Challenges ▸
**a.** In the forum question on the coefficient of determination, reproduce the passage from "88 Views Asked" up to and including "of this formula?", replacing "partial correlation" with "conditional correlation".
**b.** Answer these questions using the forum question on the coefficient of determination:
(i) How many views does the question show?
(ii) Who asked the question?
(iii) In the formula, what does the rho symbol stand for?

Document extract ▸
────────────────

Proving the Mulitple Coefficient of Determination Formula (correlated explanatory variables)

Question

Proving the Mulitple Coefficient of Determination Formula (correlated explanatory variables)

88 Views Asked by Bumbble Comm At 26 Mar 2026 - 10:14

I stumbled upon the following formula for the coefficient of determination:

$$1-R_{y(x_1,x_2...x_n)}^2=\left(1-\rho_{y,x_1}^2\right)\left(1-\rho_{y,x_2(x_1)}^2\right)\left(1-\rho_{y,x_3(x_1,x_2)}^2\right)\,\cdots\,\left(1-\rho_{y,x_n(x_1,x_2...x_{n-1})}^2\right).$$

where $R_{y(x_1,x_2,...,x_n)}$ is the coefficient of determination associated with the multiple linear regression between $y$ and ${x_1,x_2,...,x_n}$ and $\rho_{y,x_p(x_1,x_2,...,x_{p-1})}$ is the partial correlation between $y$ and $x_p$ controlling for $x_1,x_2,...,x_{p-1}$. Although this intuitively makes sense, would anyone have a proof of this formula?

────────────────

Extracted information ▸
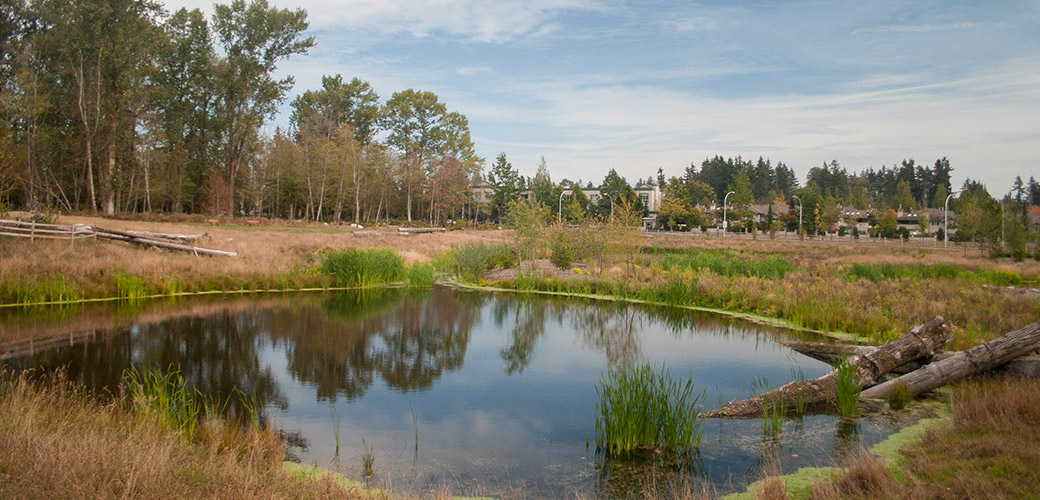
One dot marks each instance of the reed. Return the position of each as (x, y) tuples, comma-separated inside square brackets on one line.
[(469, 261), (130, 287), (165, 398), (642, 406), (353, 267), (420, 275), (900, 397), (729, 264), (774, 410), (848, 399)]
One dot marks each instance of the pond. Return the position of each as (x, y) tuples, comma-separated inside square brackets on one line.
[(474, 393)]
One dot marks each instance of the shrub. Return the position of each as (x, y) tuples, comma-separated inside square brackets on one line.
[(473, 259)]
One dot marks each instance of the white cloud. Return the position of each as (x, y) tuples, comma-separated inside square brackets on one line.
[(470, 20), (915, 28)]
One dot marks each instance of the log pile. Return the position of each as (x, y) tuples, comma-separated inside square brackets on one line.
[(183, 242), (161, 240), (916, 353)]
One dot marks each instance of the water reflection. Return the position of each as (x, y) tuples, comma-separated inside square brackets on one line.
[(449, 385), (407, 341)]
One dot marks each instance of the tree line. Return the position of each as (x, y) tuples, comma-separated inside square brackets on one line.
[(118, 105)]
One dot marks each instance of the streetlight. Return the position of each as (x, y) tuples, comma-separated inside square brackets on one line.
[(560, 210), (799, 213), (725, 222), (612, 203), (945, 219)]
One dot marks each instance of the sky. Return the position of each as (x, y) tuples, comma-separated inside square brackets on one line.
[(641, 85)]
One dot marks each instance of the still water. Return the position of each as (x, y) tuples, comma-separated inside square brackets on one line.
[(469, 392)]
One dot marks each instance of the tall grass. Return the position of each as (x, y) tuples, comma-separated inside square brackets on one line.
[(353, 267), (774, 410), (848, 398), (641, 406), (469, 261), (58, 442), (877, 272), (165, 398), (729, 264), (53, 288), (130, 287)]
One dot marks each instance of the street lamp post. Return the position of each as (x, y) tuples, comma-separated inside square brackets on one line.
[(725, 221), (560, 209), (945, 219), (612, 203), (799, 213)]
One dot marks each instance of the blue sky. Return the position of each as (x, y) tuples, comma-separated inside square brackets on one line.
[(639, 85)]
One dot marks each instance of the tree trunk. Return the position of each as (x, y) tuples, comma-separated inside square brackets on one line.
[(977, 360), (924, 340)]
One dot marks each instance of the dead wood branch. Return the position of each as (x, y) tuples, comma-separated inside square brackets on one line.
[(923, 340), (977, 360)]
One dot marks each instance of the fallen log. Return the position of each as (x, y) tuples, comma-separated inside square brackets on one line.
[(1028, 366), (977, 360), (421, 230), (169, 236), (921, 341), (123, 236), (834, 353)]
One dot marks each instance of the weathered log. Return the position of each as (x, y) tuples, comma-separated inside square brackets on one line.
[(121, 236), (923, 340), (834, 353), (170, 236), (977, 360), (421, 230)]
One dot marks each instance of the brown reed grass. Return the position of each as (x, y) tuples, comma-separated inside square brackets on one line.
[(57, 443)]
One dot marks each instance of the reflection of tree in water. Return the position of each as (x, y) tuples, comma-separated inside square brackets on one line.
[(648, 475), (529, 316), (408, 339), (613, 330), (216, 353)]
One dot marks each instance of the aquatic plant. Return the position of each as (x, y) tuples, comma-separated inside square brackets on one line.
[(900, 396), (774, 410), (642, 406), (130, 287), (420, 275), (353, 267), (164, 397), (367, 461), (849, 389)]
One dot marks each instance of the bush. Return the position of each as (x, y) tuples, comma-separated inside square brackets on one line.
[(565, 248), (353, 267), (472, 260)]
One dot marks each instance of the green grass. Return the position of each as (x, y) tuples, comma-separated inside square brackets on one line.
[(420, 275), (774, 410), (469, 261), (641, 406), (727, 263), (166, 398), (352, 267), (878, 272), (848, 401), (130, 287), (48, 289)]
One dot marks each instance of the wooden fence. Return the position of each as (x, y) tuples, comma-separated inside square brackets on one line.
[(33, 230)]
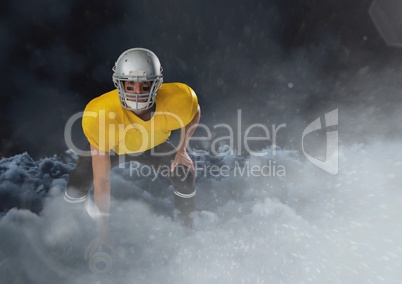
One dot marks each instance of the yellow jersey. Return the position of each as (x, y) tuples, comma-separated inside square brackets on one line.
[(108, 126)]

────────────────

Final answers ▸
**a.**
88 Views Asked by Bumbble Comm At 26 Mar 2026 - 10:14

I stumbled upon the following formula for the coefficient of determination:

$$1-R_{y(x_1,x_2...x_n)}^2=\left(1-\rho_{y,x_1}^2\right)\left(1-\rho_{y,x_2(x_1)}^2\right)\left(1-\rho_{y,x_3(x_1,x_2)}^2\right)\,\cdots\,\left(1-\rho_{y,x_n(x_1,x_2...x_{n-1})}^2\right).$$

where $R_{y(x_1,x_2,...,x_n)}$ is the coefficient of determination associated with the multiple linear regression between $y$ and ${x_1,x_2,...,x_n}$ and $\rho_{y,x_p(x_1,x_2,...,x_{p-1})}$ is the conditional correlation between $y$ and $x_p$ controlling for $x_1,x_2,...,x_{p-1}$. Although this intuitively makes sense, would anyone have a proof of this formula?

**b.**
(i) 88 views.
(ii) Bumbble Comm.
(iii) The partial correlation between y and x_p, controlling for x_1, x_2, ..., x_{p-1}.